TASK DESCRIPTION: Write out the items below word for word, leaving out the pictures.

- - -

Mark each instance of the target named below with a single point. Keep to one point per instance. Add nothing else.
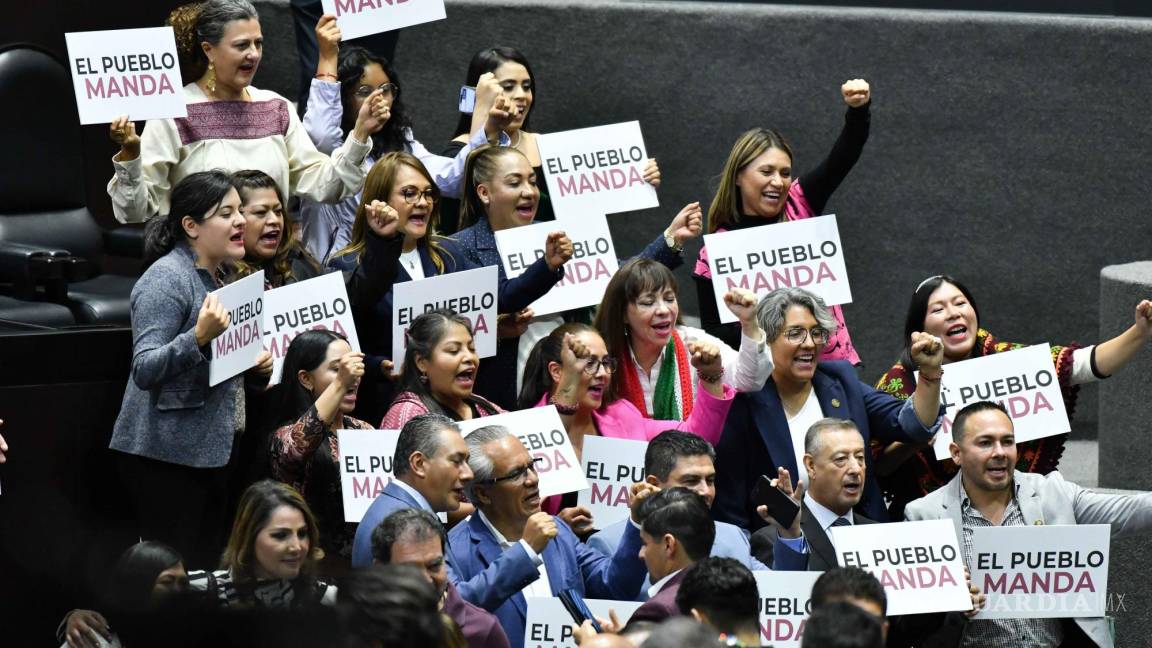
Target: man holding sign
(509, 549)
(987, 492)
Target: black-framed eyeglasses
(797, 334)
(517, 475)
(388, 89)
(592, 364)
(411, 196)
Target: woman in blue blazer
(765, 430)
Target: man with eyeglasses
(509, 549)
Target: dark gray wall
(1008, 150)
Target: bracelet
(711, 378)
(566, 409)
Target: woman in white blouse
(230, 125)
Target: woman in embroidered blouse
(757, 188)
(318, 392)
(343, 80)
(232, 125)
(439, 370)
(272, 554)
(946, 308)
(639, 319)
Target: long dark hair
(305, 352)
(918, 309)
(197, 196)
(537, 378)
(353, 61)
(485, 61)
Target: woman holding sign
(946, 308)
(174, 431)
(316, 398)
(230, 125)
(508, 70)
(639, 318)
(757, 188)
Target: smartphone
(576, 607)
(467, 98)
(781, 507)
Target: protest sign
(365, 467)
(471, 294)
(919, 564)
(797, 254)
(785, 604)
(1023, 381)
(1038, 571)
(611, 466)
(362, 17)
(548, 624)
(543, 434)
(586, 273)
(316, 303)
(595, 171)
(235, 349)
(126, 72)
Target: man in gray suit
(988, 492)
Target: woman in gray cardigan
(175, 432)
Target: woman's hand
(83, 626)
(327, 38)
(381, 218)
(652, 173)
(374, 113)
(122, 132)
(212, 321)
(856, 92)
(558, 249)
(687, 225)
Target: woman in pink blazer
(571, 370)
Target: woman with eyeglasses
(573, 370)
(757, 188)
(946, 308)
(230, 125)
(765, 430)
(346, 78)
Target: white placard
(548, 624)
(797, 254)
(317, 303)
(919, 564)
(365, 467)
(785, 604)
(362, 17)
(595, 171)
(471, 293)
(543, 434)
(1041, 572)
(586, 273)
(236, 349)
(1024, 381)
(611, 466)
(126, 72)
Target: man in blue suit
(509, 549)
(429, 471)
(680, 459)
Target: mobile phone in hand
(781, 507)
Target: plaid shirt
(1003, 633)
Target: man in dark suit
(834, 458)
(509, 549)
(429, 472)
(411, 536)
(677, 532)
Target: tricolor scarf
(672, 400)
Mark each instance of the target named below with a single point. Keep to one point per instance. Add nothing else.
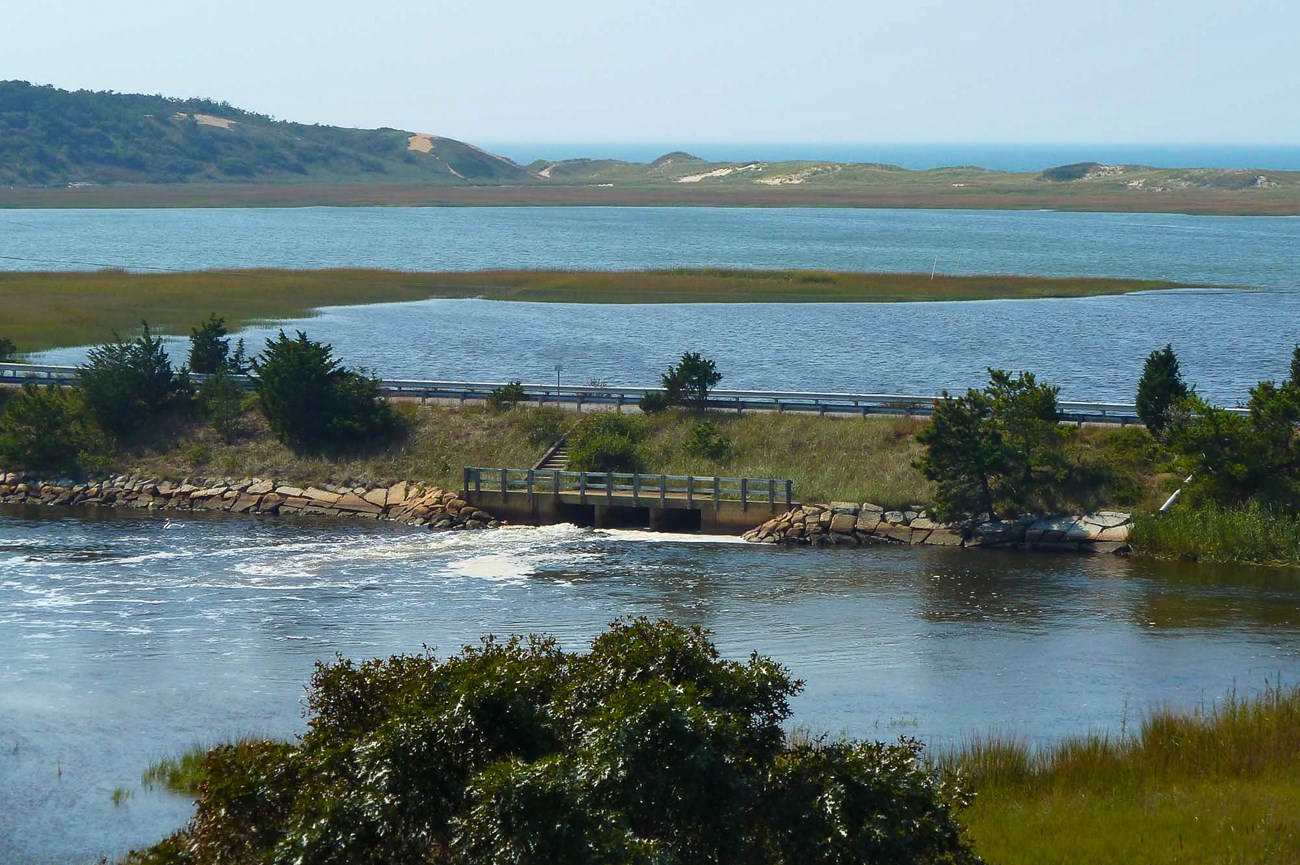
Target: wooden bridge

- - -

TASK RESPONSE:
Mark each instance of the target named below with a single point. Keep to one point per instance. Add nothing else.
Target: man holding sign
(509, 549)
(987, 492)
Target: black-framed eyeglasses
(797, 334)
(517, 475)
(388, 89)
(592, 364)
(411, 196)
Target: woman in blue blazer
(765, 430)
Target: man with eyeglasses
(509, 549)
Target: dark gray wall
(1008, 150)
Target: bracelet
(711, 378)
(566, 409)
Target: woman in white blouse
(230, 125)
Target: woman in embroidered blouse
(757, 188)
(318, 392)
(343, 80)
(232, 125)
(439, 370)
(272, 554)
(946, 308)
(639, 319)
Target: long dark hair
(305, 352)
(918, 309)
(197, 196)
(537, 378)
(353, 61)
(485, 61)
Target: woman holding sign
(946, 308)
(174, 431)
(316, 398)
(230, 125)
(508, 70)
(639, 318)
(757, 188)
Target: smartphone
(576, 607)
(467, 98)
(781, 507)
Target: protest sign
(365, 467)
(471, 294)
(919, 564)
(797, 254)
(785, 604)
(1023, 381)
(1038, 571)
(611, 466)
(362, 17)
(548, 624)
(543, 434)
(586, 273)
(316, 303)
(595, 171)
(235, 349)
(126, 72)
Target: man in gray suit
(988, 492)
Target: woman in gray cardigan
(175, 432)
Target: woman's hand
(83, 626)
(327, 38)
(381, 218)
(652, 173)
(374, 113)
(122, 132)
(212, 321)
(856, 92)
(558, 249)
(687, 225)
Target: woman in pink blazer
(571, 370)
Target: woman with eyeglasses
(573, 370)
(757, 188)
(946, 308)
(230, 125)
(765, 430)
(346, 78)
Target: white placard
(548, 624)
(797, 254)
(317, 303)
(919, 564)
(365, 467)
(785, 604)
(362, 17)
(595, 171)
(471, 293)
(543, 434)
(1041, 572)
(586, 273)
(236, 349)
(1024, 381)
(611, 466)
(126, 72)
Target: man in blue suit
(509, 549)
(429, 471)
(680, 459)
Target: mobile phone in hand
(781, 507)
Target: plaid shirt
(1003, 633)
Target: man in dark suit
(834, 458)
(509, 549)
(429, 472)
(411, 536)
(677, 532)
Target: tricolor scarf
(672, 400)
Mark each instance of the target named below with a single point. Keep to one point per instance. Add nothing else.
Target: wooden bridge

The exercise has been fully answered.